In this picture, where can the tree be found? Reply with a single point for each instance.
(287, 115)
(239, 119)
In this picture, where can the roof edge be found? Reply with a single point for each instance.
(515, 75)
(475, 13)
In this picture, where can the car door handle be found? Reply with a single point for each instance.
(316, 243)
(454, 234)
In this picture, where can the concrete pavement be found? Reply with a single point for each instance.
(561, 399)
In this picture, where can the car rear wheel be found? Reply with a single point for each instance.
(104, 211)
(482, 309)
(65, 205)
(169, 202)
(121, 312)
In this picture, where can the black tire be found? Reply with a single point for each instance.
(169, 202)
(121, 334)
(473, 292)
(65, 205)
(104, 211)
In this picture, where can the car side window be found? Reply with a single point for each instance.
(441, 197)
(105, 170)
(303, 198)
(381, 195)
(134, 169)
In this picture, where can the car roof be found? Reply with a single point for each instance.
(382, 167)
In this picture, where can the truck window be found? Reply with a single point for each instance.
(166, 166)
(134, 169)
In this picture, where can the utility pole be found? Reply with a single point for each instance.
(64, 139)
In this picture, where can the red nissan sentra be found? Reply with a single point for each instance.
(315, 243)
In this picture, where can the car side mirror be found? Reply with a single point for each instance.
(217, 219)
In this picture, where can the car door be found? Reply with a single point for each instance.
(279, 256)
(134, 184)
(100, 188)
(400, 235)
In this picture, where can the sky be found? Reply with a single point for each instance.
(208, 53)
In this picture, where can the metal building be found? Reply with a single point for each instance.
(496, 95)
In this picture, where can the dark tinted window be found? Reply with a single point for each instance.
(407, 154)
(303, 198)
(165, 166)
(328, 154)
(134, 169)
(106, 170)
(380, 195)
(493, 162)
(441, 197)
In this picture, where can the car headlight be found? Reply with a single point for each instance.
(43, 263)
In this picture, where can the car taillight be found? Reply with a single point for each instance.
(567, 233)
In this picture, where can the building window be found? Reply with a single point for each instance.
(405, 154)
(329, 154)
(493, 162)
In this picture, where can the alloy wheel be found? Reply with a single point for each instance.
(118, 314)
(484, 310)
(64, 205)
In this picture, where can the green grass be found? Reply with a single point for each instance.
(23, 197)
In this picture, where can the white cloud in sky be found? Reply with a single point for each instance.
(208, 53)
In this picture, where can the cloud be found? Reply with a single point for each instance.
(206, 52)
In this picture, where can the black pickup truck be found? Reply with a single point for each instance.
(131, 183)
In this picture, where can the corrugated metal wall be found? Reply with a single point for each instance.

═══

STATED TASK:
Copy verbatim the lines of the data from the one containing "In this picture, where can the black pickup" through the last line of the data, inclusive.

EXPECTED OUTPUT:
In this picture, where can the black pickup truck be found? Reply with a single point for each instance.
(131, 183)
In this picture, where can the corrugated metal wall be found? Reply with a single point for each instance.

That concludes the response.